QUOTED PASSAGE =>
----------------------------------------
So possible solution:

1) on router, if you can, set SNAT from packet comming from local network to your NATed public ip. If you have linux router, try something

iptables -t nat -I PREROUTING -s 192.168.0.0/24 -d a.b.c.d -j SNAT --to-source 192.168.1.1

You changed source packet address for packet go through router from inner network, server application reply back to 192.168.1.1, and SNAT rule when receive reply, correctly map packet back to your client application on server. This solution work for all inner network computers, but on server you see all request coming from router address 192.168.1.1.

2) On server, you can make REDIRECT traffic by iptables

 iptables -t nat -I OUTPUT -d a.b.c.d -p tcp --dport portxx -j REDIRECT --to-ports portxx

It redirect outgoing connection from your server to local port on server. I think, this could be best solution for your case

3) Adding a.b.c.d address on server could be solution for some cases, but sometimes server daemon (and it is application specific) do not listen on all ip address or give another reply for other address.
----------------------------------------
DATA SECTION =>
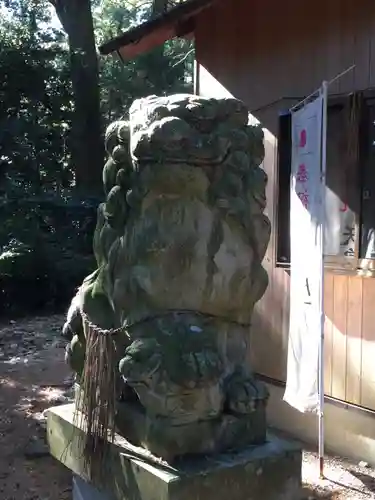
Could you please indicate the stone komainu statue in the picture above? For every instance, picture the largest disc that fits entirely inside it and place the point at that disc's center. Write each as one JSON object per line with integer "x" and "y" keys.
{"x": 159, "y": 332}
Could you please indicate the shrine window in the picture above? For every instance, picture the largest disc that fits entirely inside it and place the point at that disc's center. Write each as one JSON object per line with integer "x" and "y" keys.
{"x": 349, "y": 239}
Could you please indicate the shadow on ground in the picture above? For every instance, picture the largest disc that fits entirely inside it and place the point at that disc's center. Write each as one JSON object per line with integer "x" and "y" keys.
{"x": 27, "y": 388}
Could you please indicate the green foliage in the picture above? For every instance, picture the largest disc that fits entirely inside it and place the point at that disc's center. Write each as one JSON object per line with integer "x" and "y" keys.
{"x": 45, "y": 230}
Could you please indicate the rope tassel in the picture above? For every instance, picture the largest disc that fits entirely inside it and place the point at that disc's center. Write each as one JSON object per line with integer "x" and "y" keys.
{"x": 96, "y": 402}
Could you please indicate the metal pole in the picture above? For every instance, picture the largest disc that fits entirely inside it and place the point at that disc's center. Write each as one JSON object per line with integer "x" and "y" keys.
{"x": 321, "y": 281}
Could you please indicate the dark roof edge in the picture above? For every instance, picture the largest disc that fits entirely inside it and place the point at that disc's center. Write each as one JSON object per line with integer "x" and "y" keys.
{"x": 173, "y": 16}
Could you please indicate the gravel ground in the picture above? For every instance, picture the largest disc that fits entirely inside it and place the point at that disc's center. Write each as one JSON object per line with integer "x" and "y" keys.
{"x": 33, "y": 376}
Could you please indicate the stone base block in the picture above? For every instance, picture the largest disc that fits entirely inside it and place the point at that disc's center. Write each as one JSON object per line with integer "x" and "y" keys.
{"x": 271, "y": 471}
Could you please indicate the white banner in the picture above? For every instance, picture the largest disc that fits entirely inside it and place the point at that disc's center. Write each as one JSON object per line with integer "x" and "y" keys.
{"x": 306, "y": 258}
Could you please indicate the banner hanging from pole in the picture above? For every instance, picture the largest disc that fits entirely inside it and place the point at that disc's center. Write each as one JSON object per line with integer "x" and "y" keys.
{"x": 306, "y": 249}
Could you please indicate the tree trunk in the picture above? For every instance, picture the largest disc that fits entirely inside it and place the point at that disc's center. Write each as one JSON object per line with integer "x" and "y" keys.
{"x": 87, "y": 146}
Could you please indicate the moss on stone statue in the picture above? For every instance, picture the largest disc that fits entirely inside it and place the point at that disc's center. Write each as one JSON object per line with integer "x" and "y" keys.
{"x": 179, "y": 244}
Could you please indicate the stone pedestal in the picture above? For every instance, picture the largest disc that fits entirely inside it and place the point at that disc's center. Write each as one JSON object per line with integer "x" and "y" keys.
{"x": 268, "y": 472}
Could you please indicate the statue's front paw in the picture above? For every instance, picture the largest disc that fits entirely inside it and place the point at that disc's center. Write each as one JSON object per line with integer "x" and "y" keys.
{"x": 244, "y": 394}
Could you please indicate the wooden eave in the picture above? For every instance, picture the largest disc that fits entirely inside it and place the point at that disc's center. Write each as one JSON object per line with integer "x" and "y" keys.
{"x": 177, "y": 22}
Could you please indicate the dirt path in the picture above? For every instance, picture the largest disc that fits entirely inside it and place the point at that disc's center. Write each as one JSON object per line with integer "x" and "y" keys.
{"x": 33, "y": 376}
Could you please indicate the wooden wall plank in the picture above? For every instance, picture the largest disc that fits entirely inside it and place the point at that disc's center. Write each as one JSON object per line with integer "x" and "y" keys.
{"x": 354, "y": 341}
{"x": 266, "y": 64}
{"x": 328, "y": 337}
{"x": 368, "y": 344}
{"x": 340, "y": 302}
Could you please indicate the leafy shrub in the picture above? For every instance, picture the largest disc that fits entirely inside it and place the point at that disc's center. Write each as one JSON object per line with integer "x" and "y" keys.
{"x": 45, "y": 251}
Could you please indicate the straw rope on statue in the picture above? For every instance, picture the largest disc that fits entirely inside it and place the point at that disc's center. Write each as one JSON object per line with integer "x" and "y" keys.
{"x": 95, "y": 403}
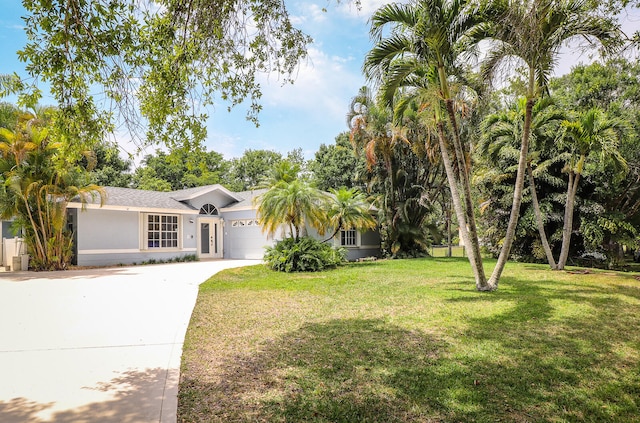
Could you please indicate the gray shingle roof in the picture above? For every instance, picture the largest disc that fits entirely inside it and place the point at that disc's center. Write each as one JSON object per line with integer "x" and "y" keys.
{"x": 137, "y": 198}
{"x": 246, "y": 199}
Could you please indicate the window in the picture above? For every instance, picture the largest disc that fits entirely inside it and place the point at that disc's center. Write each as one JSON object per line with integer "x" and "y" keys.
{"x": 162, "y": 231}
{"x": 209, "y": 209}
{"x": 348, "y": 238}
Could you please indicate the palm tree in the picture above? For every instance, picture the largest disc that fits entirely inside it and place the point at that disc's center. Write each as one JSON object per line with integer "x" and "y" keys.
{"x": 533, "y": 32}
{"x": 349, "y": 209}
{"x": 502, "y": 133}
{"x": 39, "y": 182}
{"x": 295, "y": 204}
{"x": 426, "y": 43}
{"x": 591, "y": 133}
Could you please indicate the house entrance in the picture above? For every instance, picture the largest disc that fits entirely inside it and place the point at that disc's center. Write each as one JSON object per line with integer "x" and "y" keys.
{"x": 210, "y": 237}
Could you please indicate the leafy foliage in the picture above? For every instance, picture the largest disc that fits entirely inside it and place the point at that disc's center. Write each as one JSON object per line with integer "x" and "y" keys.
{"x": 161, "y": 61}
{"x": 336, "y": 165}
{"x": 39, "y": 181}
{"x": 303, "y": 255}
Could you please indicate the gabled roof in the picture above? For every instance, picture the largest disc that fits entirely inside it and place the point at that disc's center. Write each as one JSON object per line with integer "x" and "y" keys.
{"x": 246, "y": 200}
{"x": 175, "y": 201}
{"x": 191, "y": 193}
{"x": 136, "y": 199}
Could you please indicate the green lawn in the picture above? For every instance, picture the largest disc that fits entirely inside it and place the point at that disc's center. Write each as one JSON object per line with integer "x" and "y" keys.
{"x": 412, "y": 341}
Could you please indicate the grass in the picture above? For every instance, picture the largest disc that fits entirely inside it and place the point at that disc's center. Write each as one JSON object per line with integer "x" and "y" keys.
{"x": 412, "y": 341}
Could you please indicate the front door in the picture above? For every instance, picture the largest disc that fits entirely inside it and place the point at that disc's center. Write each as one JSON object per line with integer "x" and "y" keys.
{"x": 210, "y": 237}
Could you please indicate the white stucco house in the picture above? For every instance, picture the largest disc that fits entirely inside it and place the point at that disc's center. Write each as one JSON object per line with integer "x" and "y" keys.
{"x": 209, "y": 222}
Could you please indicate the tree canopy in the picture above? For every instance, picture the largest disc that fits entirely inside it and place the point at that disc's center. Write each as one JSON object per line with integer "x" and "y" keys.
{"x": 156, "y": 65}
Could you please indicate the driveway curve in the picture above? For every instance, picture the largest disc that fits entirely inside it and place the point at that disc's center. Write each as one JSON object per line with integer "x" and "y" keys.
{"x": 97, "y": 345}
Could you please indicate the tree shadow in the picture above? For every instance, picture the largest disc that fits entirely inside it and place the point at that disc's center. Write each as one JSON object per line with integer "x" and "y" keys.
{"x": 351, "y": 370}
{"x": 89, "y": 273}
{"x": 136, "y": 396}
{"x": 555, "y": 352}
{"x": 562, "y": 353}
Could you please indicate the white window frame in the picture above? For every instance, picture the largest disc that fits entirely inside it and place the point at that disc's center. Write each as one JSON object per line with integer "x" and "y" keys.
{"x": 164, "y": 224}
{"x": 348, "y": 235}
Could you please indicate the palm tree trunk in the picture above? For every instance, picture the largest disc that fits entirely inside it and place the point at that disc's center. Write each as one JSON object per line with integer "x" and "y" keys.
{"x": 567, "y": 228}
{"x": 539, "y": 221}
{"x": 474, "y": 243}
{"x": 517, "y": 196}
{"x": 478, "y": 271}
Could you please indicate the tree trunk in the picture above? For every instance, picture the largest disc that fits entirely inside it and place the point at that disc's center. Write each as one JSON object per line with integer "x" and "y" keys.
{"x": 539, "y": 221}
{"x": 567, "y": 227}
{"x": 517, "y": 196}
{"x": 474, "y": 243}
{"x": 448, "y": 230}
{"x": 478, "y": 271}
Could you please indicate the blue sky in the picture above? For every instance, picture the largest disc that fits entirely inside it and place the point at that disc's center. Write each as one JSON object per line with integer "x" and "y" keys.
{"x": 304, "y": 115}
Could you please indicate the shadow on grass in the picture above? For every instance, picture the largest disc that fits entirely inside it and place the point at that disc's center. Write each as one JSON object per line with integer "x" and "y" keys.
{"x": 134, "y": 396}
{"x": 338, "y": 371}
{"x": 569, "y": 352}
{"x": 556, "y": 354}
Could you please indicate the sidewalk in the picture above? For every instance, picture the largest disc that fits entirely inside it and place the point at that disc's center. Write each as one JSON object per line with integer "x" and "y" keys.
{"x": 99, "y": 345}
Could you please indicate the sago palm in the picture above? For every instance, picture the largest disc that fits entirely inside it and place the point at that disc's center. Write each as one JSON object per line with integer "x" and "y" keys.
----------------------------------------
WHAT YOU SHOULD DO => From the text on NAT workarounds, condense the paragraph starting "You changed source packet address" into a short bulleted list that keeps its main facts.

FINAL RESULT =>
- The router changes the source address of packets passing through it from the inner network.
- The server application replies to 192.168.1.1.
- When the reply arrives, the SNAT rule maps it back to the client application.
- This works for all computers on the inner network.
- The server sees every request as coming from the router address, 192.168.1.1.